TEXT:
Plato had made constant revolutions the dynamic of man’s life in society, and so does Hegel. Synthesis appears only after a crisis—another word Hegel made famous—and history on Hegel’s terms is a series of crises. Indeed, “periods of happiness in history” are, in Hegel’s words, “empty pages.” They contribute nothing to mankind’s advance. During peacetime, he wrote, “civil life becomes more extended, every sphere is hedged in … and at last all men stagnate.” Men are better off, Hegel decided, when they are forced to face danger and uncertainty, forced to rise to the occasion. “Let insecurity finally come in the form of Hussars with glistening sabers, and show its earnest activity!”18
It may be easy to be philosophical about bloodshed, war, and death from behind a desk or in front of a blackboard. Still, the legend is that Hegel wrote The Phenomenology of Mind to the sound of gunfire from Napoleon’s victory at Jena, where Hegel was a professor. Hegel welcomed the advent of Napoleon—“this great soul, this extraordinary man”—as signaling the next great stage in history, the emergence of a World State, even though it meant the end of thousands of lives and the defeat of his own country, Prussia.§
Hegel never lived to see the events of 1848, but Marx did. They shattered whatever remaining doubts he still had that Hegel’s nation-state was “the Spirit of the People.” Instead, he would strip Hegel’s Platonizing vision of history to its bare steel skeleton and recast
it as the specter of global apocalypse.
On August 24, 1849, Karl Marx arrived in London after being expelled from Prussia for his activities in the revolution the previous year. He was thirty-one years old. Except for a couple of brief visits to the Continent, England would be his home and refuge for the rest of his life.

(Data entries)

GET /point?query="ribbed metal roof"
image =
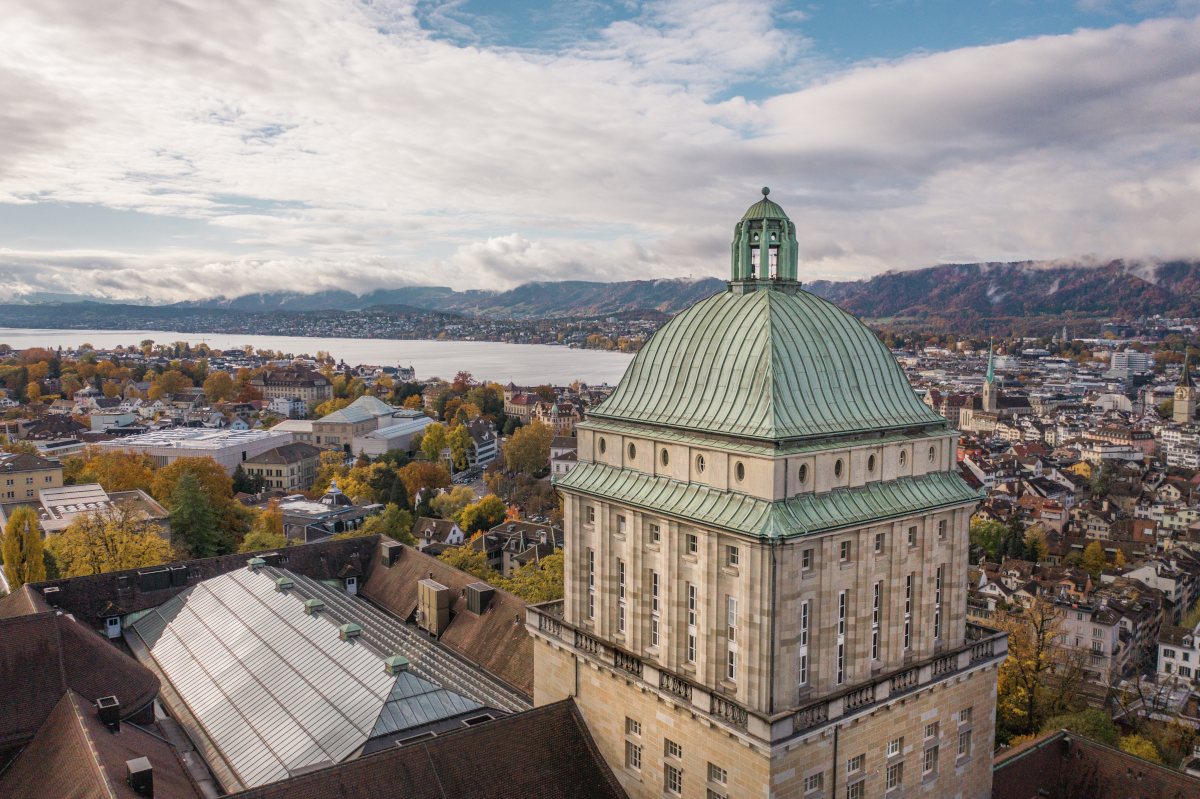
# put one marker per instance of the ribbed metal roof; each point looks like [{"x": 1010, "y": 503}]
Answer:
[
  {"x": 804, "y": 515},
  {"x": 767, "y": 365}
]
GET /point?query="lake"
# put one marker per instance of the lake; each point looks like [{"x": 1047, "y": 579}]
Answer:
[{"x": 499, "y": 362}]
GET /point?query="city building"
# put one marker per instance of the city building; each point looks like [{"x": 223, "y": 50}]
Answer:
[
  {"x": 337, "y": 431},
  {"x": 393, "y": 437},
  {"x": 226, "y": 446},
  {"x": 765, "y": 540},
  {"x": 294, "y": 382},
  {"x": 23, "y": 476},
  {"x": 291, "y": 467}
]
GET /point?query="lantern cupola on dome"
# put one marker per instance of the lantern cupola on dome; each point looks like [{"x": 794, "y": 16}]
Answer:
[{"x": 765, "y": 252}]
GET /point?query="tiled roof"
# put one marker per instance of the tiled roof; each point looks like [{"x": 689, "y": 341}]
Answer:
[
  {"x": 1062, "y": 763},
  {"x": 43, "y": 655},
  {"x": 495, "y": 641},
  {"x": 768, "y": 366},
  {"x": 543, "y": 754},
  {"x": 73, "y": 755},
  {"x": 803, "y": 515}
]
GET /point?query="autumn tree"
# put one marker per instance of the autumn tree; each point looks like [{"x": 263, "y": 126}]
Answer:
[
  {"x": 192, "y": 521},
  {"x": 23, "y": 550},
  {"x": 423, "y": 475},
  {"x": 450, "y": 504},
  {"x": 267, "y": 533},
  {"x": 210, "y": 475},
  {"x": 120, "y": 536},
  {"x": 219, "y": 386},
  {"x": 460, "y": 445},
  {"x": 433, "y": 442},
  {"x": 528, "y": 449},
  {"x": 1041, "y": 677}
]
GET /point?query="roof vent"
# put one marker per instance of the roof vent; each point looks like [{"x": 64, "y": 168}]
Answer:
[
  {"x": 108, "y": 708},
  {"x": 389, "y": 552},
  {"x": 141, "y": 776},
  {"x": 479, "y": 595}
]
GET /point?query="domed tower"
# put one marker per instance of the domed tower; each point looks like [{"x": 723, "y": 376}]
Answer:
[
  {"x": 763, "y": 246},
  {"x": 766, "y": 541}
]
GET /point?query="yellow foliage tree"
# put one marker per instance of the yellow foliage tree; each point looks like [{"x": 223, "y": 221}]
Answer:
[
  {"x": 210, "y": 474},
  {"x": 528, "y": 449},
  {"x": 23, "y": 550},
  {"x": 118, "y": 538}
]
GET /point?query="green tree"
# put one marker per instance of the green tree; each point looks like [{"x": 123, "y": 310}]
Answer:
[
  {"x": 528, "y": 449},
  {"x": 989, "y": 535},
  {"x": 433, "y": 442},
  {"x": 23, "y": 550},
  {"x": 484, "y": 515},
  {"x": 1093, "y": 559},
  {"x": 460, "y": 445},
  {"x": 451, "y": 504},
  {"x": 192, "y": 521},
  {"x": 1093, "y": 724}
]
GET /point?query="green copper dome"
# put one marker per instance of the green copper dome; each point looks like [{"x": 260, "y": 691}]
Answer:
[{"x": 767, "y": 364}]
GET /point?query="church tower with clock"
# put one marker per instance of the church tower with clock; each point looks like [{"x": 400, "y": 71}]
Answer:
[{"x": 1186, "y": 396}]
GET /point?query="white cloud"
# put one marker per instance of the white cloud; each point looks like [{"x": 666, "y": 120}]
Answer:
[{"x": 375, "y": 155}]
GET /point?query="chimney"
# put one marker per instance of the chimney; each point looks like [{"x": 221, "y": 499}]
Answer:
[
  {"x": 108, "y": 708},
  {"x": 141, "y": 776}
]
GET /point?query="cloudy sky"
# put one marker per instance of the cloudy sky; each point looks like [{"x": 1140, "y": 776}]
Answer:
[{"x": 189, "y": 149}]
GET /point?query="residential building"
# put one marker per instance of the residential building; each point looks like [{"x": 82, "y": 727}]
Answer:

PROBLEM 1: In the passage on Hegel and Marx, what city did Karl Marx reach on August 24, 1849?
PROBLEM 2: Rewrite the part of the passage on Hegel and Marx between "On August 24, 1849, Karl" and "of his life.", inclusive, putting "sanctuary" in place of "refuge".
The entries have no connection to the passage on Hegel and Marx.

EXERCISE ANSWER 1: London

EXERCISE ANSWER 2:
On August 24, 1849, Karl Marx arrived in London after being expelled from Prussia for his activities in the revolution the previous year. He was thirty-one years old. Except for a couple of brief visits to the Continent, England would be his home and sanctuary for the rest of his life.